- [Segmentation dataset records]:

◆ ◆ ◆ ◆ ◆

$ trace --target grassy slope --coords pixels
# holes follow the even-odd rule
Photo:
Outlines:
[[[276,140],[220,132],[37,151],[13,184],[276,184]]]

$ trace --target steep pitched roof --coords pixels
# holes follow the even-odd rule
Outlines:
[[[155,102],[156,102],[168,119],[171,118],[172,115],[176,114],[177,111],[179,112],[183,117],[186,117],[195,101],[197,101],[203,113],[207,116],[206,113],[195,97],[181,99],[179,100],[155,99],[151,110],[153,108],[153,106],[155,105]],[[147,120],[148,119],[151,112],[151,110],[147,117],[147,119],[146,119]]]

◆ ◆ ◆ ◆ ◆

- [Set problem]: Update the items above by swapping every "pixels" for "normalized", and keep every other line and character unchanged.

- [Reply to the exercise]:
$ trace --target grassy slope --coords normalized
# holes follow the even-odd rule
Photo:
Outlines:
[[[276,140],[220,132],[37,151],[13,184],[276,184]]]

$ trace --target steep pitched roof --coords normalized
# holes follow the even-odd rule
Outlines:
[[[155,102],[156,102],[168,119],[171,118],[172,115],[176,114],[177,111],[179,112],[183,117],[186,117],[195,101],[197,101],[203,113],[207,116],[206,113],[195,97],[181,99],[179,100],[155,99],[151,110],[153,108],[153,106],[155,105]],[[147,120],[148,119],[151,112],[151,110],[147,117],[147,119],[146,119]]]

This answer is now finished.